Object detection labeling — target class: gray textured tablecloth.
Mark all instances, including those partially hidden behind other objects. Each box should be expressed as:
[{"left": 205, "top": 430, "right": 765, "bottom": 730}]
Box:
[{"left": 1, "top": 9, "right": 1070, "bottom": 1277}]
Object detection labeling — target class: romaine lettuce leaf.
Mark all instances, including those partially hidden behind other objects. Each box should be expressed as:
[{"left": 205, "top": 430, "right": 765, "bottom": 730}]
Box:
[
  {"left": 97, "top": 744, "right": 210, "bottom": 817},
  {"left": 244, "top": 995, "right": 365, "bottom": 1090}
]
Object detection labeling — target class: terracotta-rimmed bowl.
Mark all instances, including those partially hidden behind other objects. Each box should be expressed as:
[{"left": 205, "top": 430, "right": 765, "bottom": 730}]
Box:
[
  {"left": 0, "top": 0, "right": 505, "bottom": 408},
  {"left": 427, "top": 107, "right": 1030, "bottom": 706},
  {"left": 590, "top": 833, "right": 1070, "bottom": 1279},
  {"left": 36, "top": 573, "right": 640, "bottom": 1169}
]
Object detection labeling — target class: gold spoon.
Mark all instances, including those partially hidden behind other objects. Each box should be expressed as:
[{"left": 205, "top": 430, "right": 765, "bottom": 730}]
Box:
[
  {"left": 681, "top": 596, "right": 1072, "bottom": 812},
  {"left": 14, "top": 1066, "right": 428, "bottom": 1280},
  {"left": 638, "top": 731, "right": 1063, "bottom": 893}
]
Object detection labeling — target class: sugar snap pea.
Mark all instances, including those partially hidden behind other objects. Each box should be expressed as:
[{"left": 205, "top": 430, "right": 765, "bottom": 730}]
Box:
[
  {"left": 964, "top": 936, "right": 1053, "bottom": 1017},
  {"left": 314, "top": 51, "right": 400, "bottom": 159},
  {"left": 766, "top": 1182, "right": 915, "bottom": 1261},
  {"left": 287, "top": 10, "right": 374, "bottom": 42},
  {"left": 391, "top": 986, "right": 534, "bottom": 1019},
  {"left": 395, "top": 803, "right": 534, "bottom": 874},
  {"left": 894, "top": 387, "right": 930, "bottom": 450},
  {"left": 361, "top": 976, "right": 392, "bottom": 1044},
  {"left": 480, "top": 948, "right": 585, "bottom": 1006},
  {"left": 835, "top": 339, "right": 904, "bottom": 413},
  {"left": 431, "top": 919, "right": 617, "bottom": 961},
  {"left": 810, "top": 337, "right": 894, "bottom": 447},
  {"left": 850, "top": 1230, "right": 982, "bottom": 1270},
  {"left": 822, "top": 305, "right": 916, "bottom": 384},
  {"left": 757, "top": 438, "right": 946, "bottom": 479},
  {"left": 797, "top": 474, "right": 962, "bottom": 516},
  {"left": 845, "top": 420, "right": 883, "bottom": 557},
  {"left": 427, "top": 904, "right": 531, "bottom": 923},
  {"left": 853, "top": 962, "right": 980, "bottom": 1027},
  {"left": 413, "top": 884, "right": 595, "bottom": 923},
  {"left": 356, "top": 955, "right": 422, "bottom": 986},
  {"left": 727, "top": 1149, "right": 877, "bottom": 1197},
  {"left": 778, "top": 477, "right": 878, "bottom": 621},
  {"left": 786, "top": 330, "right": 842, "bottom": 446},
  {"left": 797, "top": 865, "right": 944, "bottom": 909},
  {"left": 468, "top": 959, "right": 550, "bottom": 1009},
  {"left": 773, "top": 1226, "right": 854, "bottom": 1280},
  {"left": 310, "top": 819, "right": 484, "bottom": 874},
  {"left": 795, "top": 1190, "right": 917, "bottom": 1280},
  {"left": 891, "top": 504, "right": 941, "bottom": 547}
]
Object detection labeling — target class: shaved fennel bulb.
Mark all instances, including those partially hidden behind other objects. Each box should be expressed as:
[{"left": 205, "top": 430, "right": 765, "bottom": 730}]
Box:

****************

Task objective >>
Every record above is to be copied out again exactly as written.

Output of the exercise >>
Object detection labeling — target class: gray textured tablecloth.
Mark all instances, including those partially hidden behind other objects. Each box should be expressed as:
[{"left": 205, "top": 430, "right": 765, "bottom": 730}]
Box:
[{"left": 1, "top": 9, "right": 1070, "bottom": 1277}]
Object detection labeling — target class: romaine lettuce leaf.
Mark all instances, including those partially hidden behind other objects. Each box should be expressed as:
[{"left": 205, "top": 430, "right": 765, "bottom": 730}]
Box:
[
  {"left": 97, "top": 744, "right": 210, "bottom": 817},
  {"left": 244, "top": 995, "right": 365, "bottom": 1090}
]
Object detection labeling — target class: terracotta-rimmed bowl.
Mark all instances, including those partially hidden behind other objects. Each box should be expressed as:
[{"left": 205, "top": 430, "right": 765, "bottom": 730}]
Box:
[
  {"left": 0, "top": 0, "right": 505, "bottom": 408},
  {"left": 427, "top": 107, "right": 1030, "bottom": 706},
  {"left": 590, "top": 833, "right": 1070, "bottom": 1279},
  {"left": 36, "top": 573, "right": 640, "bottom": 1169}
]
Object detection labeling — target class: gold spoon.
Mark all instances, including those partially hidden behind other objects. Each box should be expressed as:
[{"left": 205, "top": 430, "right": 765, "bottom": 730}]
Box:
[
  {"left": 681, "top": 596, "right": 1072, "bottom": 812},
  {"left": 14, "top": 1066, "right": 428, "bottom": 1280},
  {"left": 638, "top": 731, "right": 1063, "bottom": 893}
]
Object detection labeling — target class: sugar snap pea.
Mark all instances, including those partially hidden behind other objects. Each box should be expressed as:
[{"left": 205, "top": 430, "right": 765, "bottom": 730}]
Box:
[
  {"left": 964, "top": 936, "right": 1053, "bottom": 1017},
  {"left": 314, "top": 51, "right": 400, "bottom": 159},
  {"left": 766, "top": 1182, "right": 915, "bottom": 1261},
  {"left": 287, "top": 10, "right": 374, "bottom": 42},
  {"left": 391, "top": 986, "right": 534, "bottom": 1019},
  {"left": 395, "top": 803, "right": 534, "bottom": 874},
  {"left": 894, "top": 387, "right": 930, "bottom": 450},
  {"left": 361, "top": 976, "right": 392, "bottom": 1044},
  {"left": 480, "top": 948, "right": 585, "bottom": 1006},
  {"left": 835, "top": 339, "right": 904, "bottom": 413},
  {"left": 431, "top": 919, "right": 617, "bottom": 961},
  {"left": 810, "top": 337, "right": 894, "bottom": 447},
  {"left": 850, "top": 1230, "right": 982, "bottom": 1270},
  {"left": 822, "top": 305, "right": 916, "bottom": 384},
  {"left": 757, "top": 438, "right": 946, "bottom": 479},
  {"left": 797, "top": 474, "right": 962, "bottom": 516},
  {"left": 845, "top": 420, "right": 883, "bottom": 557},
  {"left": 427, "top": 904, "right": 531, "bottom": 923},
  {"left": 853, "top": 962, "right": 980, "bottom": 1027},
  {"left": 413, "top": 884, "right": 595, "bottom": 923},
  {"left": 356, "top": 955, "right": 422, "bottom": 986},
  {"left": 727, "top": 1149, "right": 877, "bottom": 1197},
  {"left": 778, "top": 477, "right": 878, "bottom": 621},
  {"left": 786, "top": 330, "right": 842, "bottom": 446},
  {"left": 797, "top": 865, "right": 944, "bottom": 909},
  {"left": 468, "top": 959, "right": 550, "bottom": 1009},
  {"left": 773, "top": 1226, "right": 854, "bottom": 1280},
  {"left": 310, "top": 819, "right": 484, "bottom": 874},
  {"left": 795, "top": 1190, "right": 917, "bottom": 1280},
  {"left": 891, "top": 504, "right": 941, "bottom": 547}
]
Object detection labeling — target class: shaved fennel bulb.
Mark all instances, including those partially hidden behind other objects. Each box should be expressed as:
[{"left": 205, "top": 430, "right": 765, "bottom": 730}]
Box:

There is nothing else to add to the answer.